_Work instructions_
Using the Flagstaff and Sedona thread, answer these:
(a) How far is Flagstaff from GCNP, according to Passepartout?
(b) Which hotel is described as 20 feet from the south rim of the canyon?
(c) What place does talkamotta name as one of their favorites?

_Quoted text_
# flagstaff vs sedona arizona



## blueskys (Jan 11, 2012)

Hi We are interested in travelling to Arizona in late March. I have heard nice things about Sedona, but don't really know anything about Flagstaff. Is it also a nice town? How far is it from the GC? Can you actually stay overnight right at the Grand Canyon? Where? 

thanks for any comments you may have.


----------



## Passepartout (Jan 11, 2012)

Flag is a fairly nice college town with all that implies. It's about 1 1/2 hrs from GCNP. Sedona is more of a resort area. If you are relying on timeshares, Sedona is your best choice. For GCNP you can stay in Williams, or Tusayan, or full the full experience there is the famous, historical El Tovar hotel 20 feet from the S. rim of the canyon. You might compare it to your famous Canadian park hotels like Lake Louise or Banff. http://www.grandcanyonlodges.com/el-tovar-409.html

Jim


----------



## blueskys (Jan 11, 2012)

Wyndham Estates has some availability and that spot seems to get good reviews. I'll keep looking.

thanks,


----------



## talkamotta (Jan 11, 2012)

Both places have thier advantages depends on what you want to do/see.

Ive stayed at Wyndam Flagstaff both times and I like Flagstaff better.  I go to GC of course but I love the other National Parks that are closer to Flagastaff than Sedona.  Walnut Canyon is one of my favorites.  Flagstaff has good places to eat but we usually eat at the condo.  

We love the drive between Sedona and Flagstaff 89a.  We dont mind driving that a couple of times because we will visit Sedona at least once and we like Jerome.  

Sedona has more timeshares and many things to see right in the city but its   too touristy and  congested for me.


----------



## patty5ia (Jan 11, 2012)

Sedona had all that beautiful hiking.  Flagstaff can't compare.  You have to get out of downtown Sedona to get away from the tourists, but it is easy.  I all depends on what you want to do.  I much prefer Sedona to Flagstaff.

_Data_
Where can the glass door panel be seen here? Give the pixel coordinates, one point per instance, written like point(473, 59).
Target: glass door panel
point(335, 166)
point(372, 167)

_Full solution_
(a) About 1 1/2 hours.
(b) The El Tovar hotel.
(c) Walnut Canyon.